EXCERPT PROVIDED »

▼▼▼

1/25/2011 by Andrea Gibbons - 3 comments

 

A piece of my heart will always live in Glasgow. It is a city of incredible warmth and beauty and humour, one that welcomed me when I was sad and tired and burned out from years of work in LA. I worked in a shop where we took pride in what we did and the managers would stand up for staff against bullying customers, something utterly unknown in all of my years experience working for minimum wage. With a single question to start them off, cabbies would break down the privitisation and development of the parks or public housing in the wee hours of the morning. I remember walking the city with Bob, who could tell me the radical history of every building we passed. He also told me once that for an artist there never was a colour to equal the glorious colour of a tube of vermilion paint under Thatcher. As though Thatcher, and all who have followed her, crafted a world where the poor live in shadows and shades of gray, and it remains to us to fight for vermilion.

 

For a writer? The Scottish use of language is pure dead glorious. Like my beloved Spanglish, it twists English into its own cadences and rhythms, and is full of words that I have never heard the like of. Both of them are languages of resistance in their power and playfulness and refusal to bow to a dominant grammar.

 

Small wonder that the history should match the rest, or better said, small wonder that I should love it so, shaped by history as it is. A history that human beings have taken into their hands to wrestle into shape, to wrest from it some kind of justice for themselves, their families, and their communities.

▲▲▲

AVAILABLE DATA »
▼▼▼

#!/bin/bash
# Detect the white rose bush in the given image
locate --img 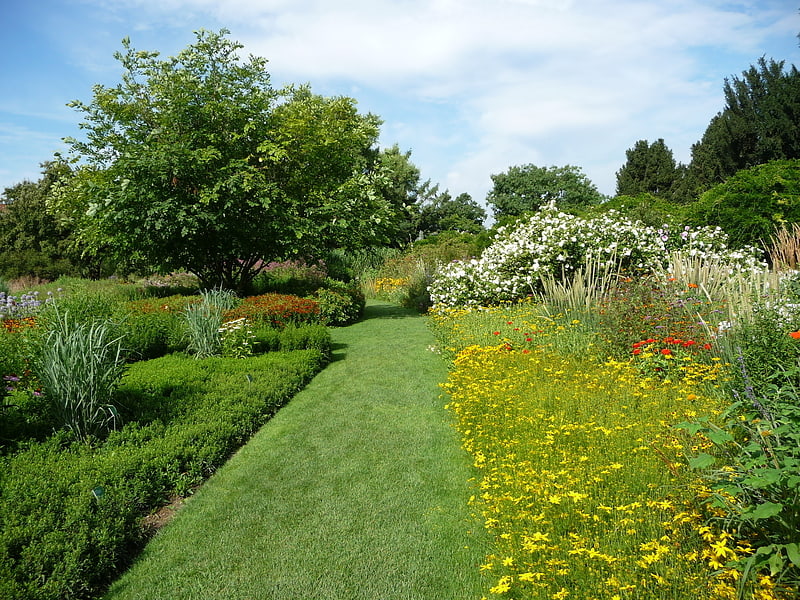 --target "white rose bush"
[430,207,767,306]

▲▲▲

TASK 1 » Reproduce the Glasgow passage starting with "Small wonder that the" and going on through "and their communities.".
TASK 2 » Supply what follows in the Glasgow passage, picking up after its final sentence.
The material shown is unrelated to the Glasgow passage and stands apart from it.

ANSWER 1 »
Small wonder that the history should match the rest, or better said, small wonder that I should love it so, shaped by history as it is. A history that human beings have taken into their hands to wrestle into shape, to wrest from it some kind of justice for themselves, their families, and their communities.

ANSWER 2 »
What is Red Clydeside? A city in revolt. Known principally as a primarily socialist uprising of workers during World War I, my own favourite stories are those of the women. With the influx of workers to the munitions plants, many landlords saw the opportunity to profit from the war and drastically raise rents. A spate of evictions followed, and owners also confiscated possessions to cover arrears. Business has always been business for business people.

 

Mary BarbourIn 1914, Independent Labour Party (ILP) councillor Andrew McBride, and Women’s Labour League president Mary Laird, formed the Glasgow Women’s Housing Association. It was Mary Barbour, however, who made of it a movement of active resistence, forming the South Govan Women’s Housing Association in June of 1915. The third child of seven, she had worked as a thread twister and carpet printer, and been part of the Kinning Park Co-operative Guild. The South Govan Housing Association worked through a collection of committees, physically preventing evictions and ‘hounding’ the Sheriff’s officers. I’m not entirely sure what this hounding consisted of, but knowing the proud women of Glasgow as I do, I can testify that it was without doubt both terrifying and effective.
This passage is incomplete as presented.